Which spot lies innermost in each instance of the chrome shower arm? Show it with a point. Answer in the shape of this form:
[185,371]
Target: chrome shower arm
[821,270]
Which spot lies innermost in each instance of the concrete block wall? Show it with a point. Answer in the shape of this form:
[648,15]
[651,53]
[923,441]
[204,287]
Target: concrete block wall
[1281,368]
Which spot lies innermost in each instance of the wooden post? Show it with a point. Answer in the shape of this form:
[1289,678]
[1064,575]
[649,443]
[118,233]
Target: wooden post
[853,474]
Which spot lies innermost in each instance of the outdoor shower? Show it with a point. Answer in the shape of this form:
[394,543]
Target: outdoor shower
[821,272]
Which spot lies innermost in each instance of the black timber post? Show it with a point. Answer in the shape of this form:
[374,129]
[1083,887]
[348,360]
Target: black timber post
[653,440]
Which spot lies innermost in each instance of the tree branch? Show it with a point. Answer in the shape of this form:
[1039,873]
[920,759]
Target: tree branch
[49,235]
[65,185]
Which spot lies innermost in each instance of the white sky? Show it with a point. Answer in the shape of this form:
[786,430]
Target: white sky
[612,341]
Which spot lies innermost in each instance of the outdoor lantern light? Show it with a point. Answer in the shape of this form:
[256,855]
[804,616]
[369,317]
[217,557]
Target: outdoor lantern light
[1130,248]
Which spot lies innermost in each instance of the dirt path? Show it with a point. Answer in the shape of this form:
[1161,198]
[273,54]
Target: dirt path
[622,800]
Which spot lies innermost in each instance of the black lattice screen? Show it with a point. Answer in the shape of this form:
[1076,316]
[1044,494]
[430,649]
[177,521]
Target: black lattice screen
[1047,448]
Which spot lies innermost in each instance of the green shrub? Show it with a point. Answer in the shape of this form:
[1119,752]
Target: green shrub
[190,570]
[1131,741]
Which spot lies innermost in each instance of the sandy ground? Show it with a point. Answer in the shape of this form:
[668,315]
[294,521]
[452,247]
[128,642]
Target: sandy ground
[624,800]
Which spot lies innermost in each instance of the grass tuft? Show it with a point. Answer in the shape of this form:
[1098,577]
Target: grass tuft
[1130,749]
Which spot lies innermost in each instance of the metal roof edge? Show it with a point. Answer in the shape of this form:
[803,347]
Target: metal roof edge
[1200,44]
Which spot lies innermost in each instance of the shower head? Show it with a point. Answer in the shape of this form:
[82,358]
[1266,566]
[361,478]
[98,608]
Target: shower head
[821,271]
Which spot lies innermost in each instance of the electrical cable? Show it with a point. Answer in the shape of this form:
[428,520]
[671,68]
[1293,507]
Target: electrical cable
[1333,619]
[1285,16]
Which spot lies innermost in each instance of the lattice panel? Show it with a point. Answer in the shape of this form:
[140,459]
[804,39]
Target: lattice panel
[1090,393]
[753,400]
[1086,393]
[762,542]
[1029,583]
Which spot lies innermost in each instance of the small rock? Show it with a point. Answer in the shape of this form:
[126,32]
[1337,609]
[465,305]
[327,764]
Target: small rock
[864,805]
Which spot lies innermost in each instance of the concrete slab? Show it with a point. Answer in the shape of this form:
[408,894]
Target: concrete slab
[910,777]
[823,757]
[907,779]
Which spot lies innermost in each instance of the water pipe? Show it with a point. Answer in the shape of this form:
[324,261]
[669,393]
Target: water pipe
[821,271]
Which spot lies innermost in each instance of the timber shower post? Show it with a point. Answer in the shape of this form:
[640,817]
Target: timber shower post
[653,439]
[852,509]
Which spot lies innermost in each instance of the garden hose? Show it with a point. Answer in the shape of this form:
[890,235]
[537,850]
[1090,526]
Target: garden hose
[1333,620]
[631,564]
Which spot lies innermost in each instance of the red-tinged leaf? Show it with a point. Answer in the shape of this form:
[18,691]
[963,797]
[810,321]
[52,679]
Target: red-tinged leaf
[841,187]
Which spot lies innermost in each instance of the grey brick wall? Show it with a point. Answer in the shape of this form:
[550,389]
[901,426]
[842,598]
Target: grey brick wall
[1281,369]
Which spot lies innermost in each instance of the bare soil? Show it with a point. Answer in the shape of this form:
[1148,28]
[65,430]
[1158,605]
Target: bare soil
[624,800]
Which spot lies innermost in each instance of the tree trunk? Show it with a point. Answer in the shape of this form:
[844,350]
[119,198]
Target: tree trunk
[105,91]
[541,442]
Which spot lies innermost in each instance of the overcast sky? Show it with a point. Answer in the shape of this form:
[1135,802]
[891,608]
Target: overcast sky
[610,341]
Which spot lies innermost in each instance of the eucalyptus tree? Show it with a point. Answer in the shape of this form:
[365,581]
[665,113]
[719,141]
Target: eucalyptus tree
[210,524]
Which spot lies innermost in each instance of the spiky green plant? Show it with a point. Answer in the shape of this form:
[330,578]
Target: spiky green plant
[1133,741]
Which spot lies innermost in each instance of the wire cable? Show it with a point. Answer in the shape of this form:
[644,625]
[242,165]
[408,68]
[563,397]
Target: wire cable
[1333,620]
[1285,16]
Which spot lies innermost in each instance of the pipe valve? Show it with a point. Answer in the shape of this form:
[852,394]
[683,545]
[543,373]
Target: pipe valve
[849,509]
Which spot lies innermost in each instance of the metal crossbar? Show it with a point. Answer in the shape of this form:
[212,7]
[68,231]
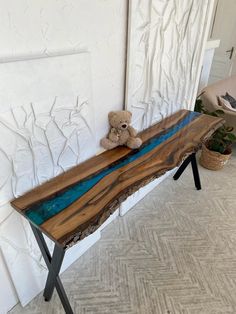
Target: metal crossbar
[53,263]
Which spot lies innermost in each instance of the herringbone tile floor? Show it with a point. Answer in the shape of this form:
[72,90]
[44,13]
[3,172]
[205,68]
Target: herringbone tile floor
[175,252]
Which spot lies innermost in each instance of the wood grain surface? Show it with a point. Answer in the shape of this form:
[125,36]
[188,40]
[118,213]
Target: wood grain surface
[165,146]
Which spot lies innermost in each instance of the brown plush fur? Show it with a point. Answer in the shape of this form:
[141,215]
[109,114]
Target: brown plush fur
[121,132]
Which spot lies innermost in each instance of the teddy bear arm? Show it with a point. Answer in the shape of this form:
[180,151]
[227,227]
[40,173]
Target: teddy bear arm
[132,131]
[113,137]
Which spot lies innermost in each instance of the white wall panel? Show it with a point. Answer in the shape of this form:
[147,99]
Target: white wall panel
[165,51]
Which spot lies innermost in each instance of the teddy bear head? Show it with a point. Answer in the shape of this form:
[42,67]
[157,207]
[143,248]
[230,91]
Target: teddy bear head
[120,119]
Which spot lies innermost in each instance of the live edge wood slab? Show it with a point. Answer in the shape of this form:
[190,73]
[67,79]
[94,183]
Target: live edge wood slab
[74,204]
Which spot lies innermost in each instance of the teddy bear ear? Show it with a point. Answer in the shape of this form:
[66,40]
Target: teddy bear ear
[111,114]
[130,113]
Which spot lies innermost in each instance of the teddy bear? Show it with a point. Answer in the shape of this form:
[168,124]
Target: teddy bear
[121,132]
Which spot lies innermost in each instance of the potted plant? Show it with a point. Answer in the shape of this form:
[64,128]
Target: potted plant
[218,149]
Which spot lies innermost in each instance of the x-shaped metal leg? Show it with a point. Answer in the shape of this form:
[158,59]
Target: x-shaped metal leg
[186,162]
[53,263]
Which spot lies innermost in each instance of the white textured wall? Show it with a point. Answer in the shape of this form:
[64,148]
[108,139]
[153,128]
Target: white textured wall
[46,28]
[165,51]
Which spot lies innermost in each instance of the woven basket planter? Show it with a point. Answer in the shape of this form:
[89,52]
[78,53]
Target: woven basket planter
[213,160]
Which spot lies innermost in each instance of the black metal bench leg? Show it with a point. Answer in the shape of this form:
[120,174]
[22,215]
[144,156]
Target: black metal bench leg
[196,176]
[182,167]
[54,265]
[190,159]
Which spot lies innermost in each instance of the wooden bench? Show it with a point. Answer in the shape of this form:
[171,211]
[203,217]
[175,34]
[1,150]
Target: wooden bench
[74,204]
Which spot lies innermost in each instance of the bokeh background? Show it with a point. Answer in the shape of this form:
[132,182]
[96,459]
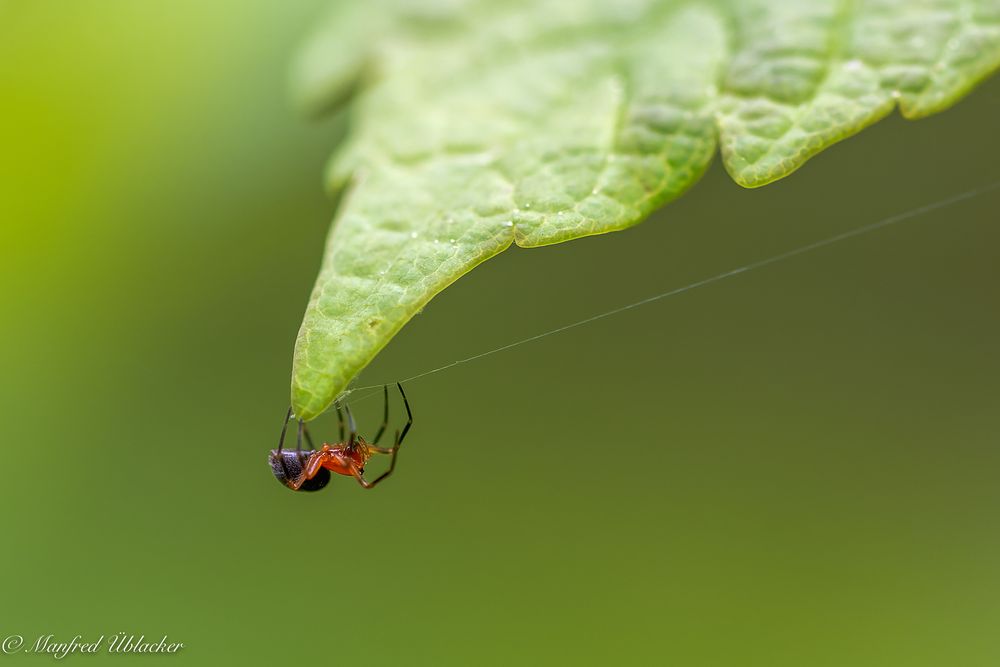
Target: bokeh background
[797,466]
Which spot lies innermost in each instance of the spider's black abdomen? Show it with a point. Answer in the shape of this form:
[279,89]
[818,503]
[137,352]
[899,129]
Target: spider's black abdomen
[288,465]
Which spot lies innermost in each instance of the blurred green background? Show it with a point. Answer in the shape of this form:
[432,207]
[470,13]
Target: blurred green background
[797,466]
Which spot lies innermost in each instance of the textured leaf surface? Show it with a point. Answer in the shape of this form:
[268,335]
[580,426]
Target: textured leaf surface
[478,124]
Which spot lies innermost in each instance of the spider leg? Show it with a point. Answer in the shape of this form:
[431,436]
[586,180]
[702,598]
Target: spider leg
[284,427]
[352,426]
[298,440]
[385,415]
[399,436]
[409,417]
[305,429]
[392,466]
[340,420]
[311,468]
[281,441]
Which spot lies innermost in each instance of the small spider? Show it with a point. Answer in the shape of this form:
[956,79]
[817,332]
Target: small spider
[310,470]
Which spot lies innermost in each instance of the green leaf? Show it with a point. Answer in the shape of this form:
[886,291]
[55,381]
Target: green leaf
[482,123]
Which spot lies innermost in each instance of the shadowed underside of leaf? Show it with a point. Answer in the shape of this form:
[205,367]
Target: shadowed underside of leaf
[478,124]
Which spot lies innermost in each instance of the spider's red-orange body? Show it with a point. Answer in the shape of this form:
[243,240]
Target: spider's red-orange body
[310,470]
--------------------------------
### Your instructions
Only the lines from the start of the material through the line bearing "Which spot lies innermost in each instance of the concrete block" are needed, restated exactly, with both end lines included.

### Result below
Which spot lies innermost in each instance of the chrome shower arm? Show it with a point. Answer in the shape of this form:
[185,371]
Target: chrome shower arm
[821,270]
Which spot lies innermost in each instance of the concrete block wall? Show it with a point. Answer in the shape of this form:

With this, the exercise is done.